— START Dataset entries —

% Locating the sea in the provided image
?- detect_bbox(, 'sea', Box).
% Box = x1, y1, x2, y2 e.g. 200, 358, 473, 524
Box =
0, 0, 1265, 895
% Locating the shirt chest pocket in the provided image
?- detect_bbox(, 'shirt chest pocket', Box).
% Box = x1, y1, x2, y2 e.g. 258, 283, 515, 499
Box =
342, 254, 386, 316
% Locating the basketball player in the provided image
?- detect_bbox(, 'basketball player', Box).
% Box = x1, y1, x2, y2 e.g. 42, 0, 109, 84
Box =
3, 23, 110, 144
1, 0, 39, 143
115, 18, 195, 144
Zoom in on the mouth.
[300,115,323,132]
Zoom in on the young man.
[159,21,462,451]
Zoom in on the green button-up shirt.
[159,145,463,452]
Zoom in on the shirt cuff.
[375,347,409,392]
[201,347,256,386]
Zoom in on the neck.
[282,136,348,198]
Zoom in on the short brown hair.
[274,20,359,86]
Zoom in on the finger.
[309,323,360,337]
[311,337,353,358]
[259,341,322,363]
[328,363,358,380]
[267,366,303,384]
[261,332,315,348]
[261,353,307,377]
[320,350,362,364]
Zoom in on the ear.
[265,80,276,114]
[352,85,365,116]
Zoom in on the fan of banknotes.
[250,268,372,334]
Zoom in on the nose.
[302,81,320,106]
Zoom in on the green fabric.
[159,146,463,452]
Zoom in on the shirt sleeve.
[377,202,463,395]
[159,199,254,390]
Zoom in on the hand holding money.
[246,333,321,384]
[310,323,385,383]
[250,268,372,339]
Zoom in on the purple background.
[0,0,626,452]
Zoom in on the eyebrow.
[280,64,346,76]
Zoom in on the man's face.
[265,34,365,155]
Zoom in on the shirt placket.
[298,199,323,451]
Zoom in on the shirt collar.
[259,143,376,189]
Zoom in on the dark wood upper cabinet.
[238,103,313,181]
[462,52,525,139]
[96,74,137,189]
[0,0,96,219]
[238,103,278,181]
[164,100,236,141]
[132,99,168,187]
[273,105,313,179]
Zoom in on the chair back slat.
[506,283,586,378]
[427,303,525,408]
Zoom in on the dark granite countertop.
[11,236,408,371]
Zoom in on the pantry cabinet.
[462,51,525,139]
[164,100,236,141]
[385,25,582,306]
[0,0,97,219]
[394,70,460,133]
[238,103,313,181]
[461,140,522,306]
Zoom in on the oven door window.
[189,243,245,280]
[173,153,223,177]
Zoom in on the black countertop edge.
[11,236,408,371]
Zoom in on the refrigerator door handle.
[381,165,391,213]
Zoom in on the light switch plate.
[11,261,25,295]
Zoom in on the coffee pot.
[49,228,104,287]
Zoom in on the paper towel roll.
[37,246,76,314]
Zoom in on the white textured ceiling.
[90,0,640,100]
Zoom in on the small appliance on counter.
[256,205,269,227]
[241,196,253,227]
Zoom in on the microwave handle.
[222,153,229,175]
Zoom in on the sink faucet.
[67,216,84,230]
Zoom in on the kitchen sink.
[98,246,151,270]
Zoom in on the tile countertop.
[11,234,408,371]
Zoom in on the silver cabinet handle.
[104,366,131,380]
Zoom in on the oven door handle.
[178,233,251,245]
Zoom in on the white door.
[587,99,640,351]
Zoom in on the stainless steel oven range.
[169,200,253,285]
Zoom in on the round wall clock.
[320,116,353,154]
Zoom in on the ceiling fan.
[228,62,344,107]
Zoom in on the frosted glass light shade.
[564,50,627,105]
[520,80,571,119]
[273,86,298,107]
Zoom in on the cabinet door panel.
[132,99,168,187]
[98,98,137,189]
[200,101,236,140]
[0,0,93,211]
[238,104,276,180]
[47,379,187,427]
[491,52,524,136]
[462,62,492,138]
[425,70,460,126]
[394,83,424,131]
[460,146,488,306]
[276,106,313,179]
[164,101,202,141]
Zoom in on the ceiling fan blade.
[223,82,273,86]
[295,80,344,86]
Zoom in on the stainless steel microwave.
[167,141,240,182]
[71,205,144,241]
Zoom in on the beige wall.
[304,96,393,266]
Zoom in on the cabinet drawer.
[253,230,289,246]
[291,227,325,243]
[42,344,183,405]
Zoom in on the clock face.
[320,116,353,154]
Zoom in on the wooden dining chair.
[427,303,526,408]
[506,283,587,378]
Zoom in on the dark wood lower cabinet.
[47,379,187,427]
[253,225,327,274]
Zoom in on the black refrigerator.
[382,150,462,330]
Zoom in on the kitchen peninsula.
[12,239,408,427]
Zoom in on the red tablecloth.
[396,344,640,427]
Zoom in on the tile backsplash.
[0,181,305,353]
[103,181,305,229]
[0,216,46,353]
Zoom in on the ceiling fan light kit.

— END Dataset entries —

*What the task requires:* Reproduce the material exactly, with every line intact.

*Task output:*
% Locating the sea in the provided image
?- detect_bbox(, 'sea', Box).
% Box = x1, y1, x2, y2 e.g. 200, 358, 473, 524
Box =
0, 0, 1265, 895
% Locating the shirt chest pocket in the provided image
?- detect_bbox(, 'shirt chest pocket', Box).
% Box = x1, y1, x2, y2 e.g. 258, 283, 515, 499
Box =
342, 254, 386, 316
% Locating the basketball player in the provided image
?- detect_bbox(, 'basketball player', Box).
% Box = x1, y1, x2, y2 e.g. 42, 0, 109, 84
Box =
3, 23, 110, 144
1, 0, 39, 143
115, 18, 195, 144
Zoom in on the mouth.
[300,115,323,132]
Zoom in on the young man.
[159,21,462,451]
Zoom in on the green button-up shirt.
[159,145,463,452]
Zoom in on the shirt cuff.
[375,347,409,392]
[201,347,256,386]
Zoom in on the neck.
[282,136,348,198]
Zoom in on the short brown hair.
[274,20,359,86]
Zoom in on the finger.
[309,323,360,337]
[311,337,353,358]
[259,341,322,363]
[328,363,358,380]
[267,366,303,384]
[261,332,315,348]
[261,353,307,377]
[320,350,362,364]
Zoom in on the ear.
[265,80,276,114]
[352,85,365,116]
Zoom in on the fan of banknotes.
[250,268,372,334]
Zoom in on the nose.
[302,81,320,106]
Zoom in on the green fabric.
[159,146,463,452]
Zoom in on the shirt sleeve.
[377,202,463,395]
[159,199,254,390]
Zoom in on the hand holding money.
[246,333,321,384]
[310,323,385,383]
[250,268,372,339]
Zoom in on the purple background.
[0,0,626,452]
Zoom in on the eyebrow.
[280,64,346,76]
Zoom in on the man's face.
[265,34,365,155]
Zoom in on the shirt placket.
[298,199,323,451]
Zoom in on the shirt collar.
[259,143,376,189]
Zoom in on the dark wood upper cabinet.
[238,103,313,181]
[462,52,525,139]
[96,74,137,189]
[0,0,96,219]
[238,103,278,181]
[164,100,236,141]
[132,99,168,187]
[273,105,313,179]
Zoom in on the chair back slat.
[506,283,586,378]
[427,303,525,408]
Zoom in on the dark granite countertop.
[11,236,408,371]
Zoom in on the pantry cabinet.
[462,51,525,139]
[164,100,236,141]
[385,25,582,306]
[0,0,97,219]
[394,70,460,133]
[238,103,313,181]
[461,140,522,306]
Zoom in on the oven door window.
[189,243,245,280]
[173,153,223,177]
Zoom in on the black countertop edge.
[11,236,408,371]
Zoom in on the refrigerator door handle.
[381,165,391,213]
Zoom in on the light switch plate.
[11,261,25,295]
Zoom in on the coffee pot.
[49,228,104,287]
Zoom in on the paper towel roll.
[37,246,76,314]
Zoom in on the white textured ceiling.
[90,0,640,100]
Zoom in on the small appliance on counter.
[256,205,269,227]
[241,196,253,227]
Zoom in on the microwave handle.
[222,153,229,175]
Zoom in on the sink faucet.
[67,216,84,230]
Zoom in on the kitchen sink.
[98,246,151,270]
Zoom in on the tile countertop.
[11,234,408,371]
Zoom in on the silver cabinet handle.
[104,366,131,380]
Zoom in on the oven door handle.
[178,233,251,245]
Zoom in on the white door.
[587,99,640,351]
Zoom in on the stainless steel oven range.
[169,200,253,285]
Zoom in on the round wall clock.
[320,116,353,154]
Zoom in on the ceiling fan.
[228,62,344,107]
Zoom in on the frosted glass light shade.
[564,50,627,105]
[520,80,571,119]
[273,86,298,107]
Zoom in on the cabinet door panel.
[132,99,168,187]
[98,98,137,189]
[200,101,236,140]
[0,0,93,211]
[238,104,276,180]
[47,379,187,427]
[491,52,524,136]
[462,62,492,138]
[425,70,460,126]
[394,83,424,131]
[460,146,488,306]
[276,106,313,179]
[164,101,202,141]
Zoom in on the ceiling fan blade.
[223,82,273,86]
[295,80,344,86]
Zoom in on the stainless steel microwave.
[167,141,240,182]
[71,205,144,241]
Zoom in on the beige wall.
[304,96,393,266]
Zoom in on the cabinet drawer.
[253,230,289,246]
[291,227,325,243]
[42,344,183,405]
Zoom in on the clock face.
[320,116,353,154]
Zoom in on the wooden dining chair.
[427,303,526,408]
[506,283,587,378]
Zoom in on the dark wood lower cabinet.
[47,379,187,427]
[253,225,327,274]
Zoom in on the black refrigerator.
[382,150,462,330]
Zoom in on the kitchen peninsula.
[12,239,408,427]
Zoom in on the red tablecloth.
[396,344,640,427]
Zoom in on the tile backsplash.
[0,181,305,353]
[103,181,305,229]
[0,216,46,353]
Zoom in on the ceiling fan light kit.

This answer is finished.